Tekstgedeelte:
----------
Vanmorgen op weg naar kantoor sprak ik Ds. Kunst die ging naar de schipper, hij kon 150 kinderen naar de Wieringermeer plaatsen, ik zei dat wij de jongens ook wel daarheen wilde hebben, dit ging wel, dan moesten ze morgenochtend daar zijn (stijger). Ik heb Mieke[3] me laten opbellen en gezegd dat ze weg konden, zij moest dan naar de Waalkerk gaan daar was Juffrouw Grosheide die ze inschreef. Ze moesten ieder een deken, stam en bonkaart meenemen. Het is wel een werk geweest alles voor elkaar te krijgen, ik heb ‘s middags vast een koffer naar de Singel gebracht, om 7 uur ben ik met de jongens vertrokken en hebben op de Singel overnacht.

Om 4 uur opgestaan naar het Damrak, daar lag het schip, het was erg donker, een groote tjalk, stroo in het ruim, de kinderen plat op de vloer. Zuster Goede, Ds. Kunst en nog twee heren gingen mee. Ik kende ze allen, zoodat ze wel in goede handen zijn. Ze gaan naar Middenmeer en Slootdorp, de stemming was best, de jongens vonden het ook leuk. Jan zat er wel wat over in dat hij op zijn verjaardag niet thuis was. Een kind zag nog kans in het water te vallen, de vader sprong er ook in doch beiden waren spoedig op het droge. Mevr. Leibbrandt bracht Jan en Gottfried.

Van Vlaanderen[4] stond ook op de lijst maar was niet present, ze hebben het daar anders erg noodig. Om halfzeven vertrokken ze, getrokken door een sleepboot. Het is wel akelig dat ze nu weg zijn, maar voor de voeding is het wel noodzakelijk, ook werd het voor Pa en Moe wel te druk, het is hier vreemd stil.
----------
Studiemateriaal:
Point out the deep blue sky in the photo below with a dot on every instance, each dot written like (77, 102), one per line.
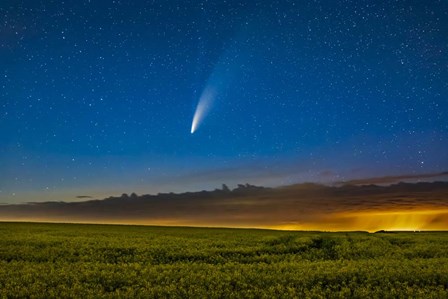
(97, 97)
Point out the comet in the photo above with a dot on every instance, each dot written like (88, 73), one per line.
(204, 104)
(224, 72)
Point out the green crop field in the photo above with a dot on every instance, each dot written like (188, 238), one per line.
(91, 261)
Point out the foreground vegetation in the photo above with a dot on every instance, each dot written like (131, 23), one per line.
(91, 261)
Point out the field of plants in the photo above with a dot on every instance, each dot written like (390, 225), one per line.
(91, 261)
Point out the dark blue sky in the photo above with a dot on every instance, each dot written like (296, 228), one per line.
(97, 97)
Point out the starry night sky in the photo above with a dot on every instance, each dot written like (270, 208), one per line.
(97, 97)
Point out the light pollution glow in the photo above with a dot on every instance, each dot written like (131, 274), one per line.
(203, 107)
(420, 220)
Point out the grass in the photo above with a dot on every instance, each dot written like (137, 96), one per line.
(112, 261)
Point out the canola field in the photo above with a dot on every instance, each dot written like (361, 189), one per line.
(114, 261)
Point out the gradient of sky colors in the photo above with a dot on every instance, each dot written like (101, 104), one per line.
(97, 97)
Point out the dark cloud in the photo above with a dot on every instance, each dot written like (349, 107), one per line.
(301, 206)
(396, 179)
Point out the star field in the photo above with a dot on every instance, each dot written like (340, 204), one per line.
(97, 97)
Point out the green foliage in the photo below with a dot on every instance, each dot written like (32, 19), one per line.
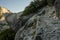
----------
Opdracht:
Schrijf de tekst over het vertrek van de kinderen naar de Wieringermeer volledig en letterlijk over. De regels spelen hierbij geen rol.

Antwoord:
Vanmorgen op weg naar kantoor sprak ik Ds. Kunst die ging naar de schipper, hij kon 150 kinderen naar de Wieringermeer plaatsen, ik zei dat wij de jongens ook wel daarheen wilde hebben, dit ging wel, dan moesten ze morgenochtend daar zijn (stijger). Ik heb Mieke[3] me laten opbellen en gezegd dat ze weg konden, zij moest dan naar de Waalkerk gaan daar was Juffrouw Grosheide die ze inschreef. Ze moesten ieder een deken, stam en bonkaart meenemen. Het is wel een werk geweest alles voor elkaar te krijgen, ik heb ‘s middags vast een koffer naar de Singel gebracht, om 7 uur ben ik met de jongens vertrokken en hebben op de Singel overnacht.

Om 4 uur opgestaan naar het Damrak, daar lag het schip, het was erg donker, een groote tjalk, stroo in het ruim, de kinderen plat op de vloer. Zuster Goede, Ds. Kunst en nog twee heren gingen mee. Ik kende ze allen, zoodat ze wel in goede handen zijn. Ze gaan naar Middenmeer en Slootdorp, de stemming was best, de jongens vonden het ook leuk. Jan zat er wel wat over in dat hij op zijn verjaardag niet thuis was. Een kind zag nog kans in het water te vallen, de vader sprong er ook in doch beiden waren spoedig op het droge. Mevr. Leibbrandt bracht Jan en Gottfried.

Van Vlaanderen[4] stond ook op de lijst maar was niet present, ze hebben het daar anders erg noodig. Om halfzeven vertrokken ze, getrokken door een sleepboot. Het is wel akelig dat ze nu weg zijn, maar voor de voeding is het wel noodzakelijk, ook werd het voor Pa en Moe wel te druk, het is hier vreemd stil.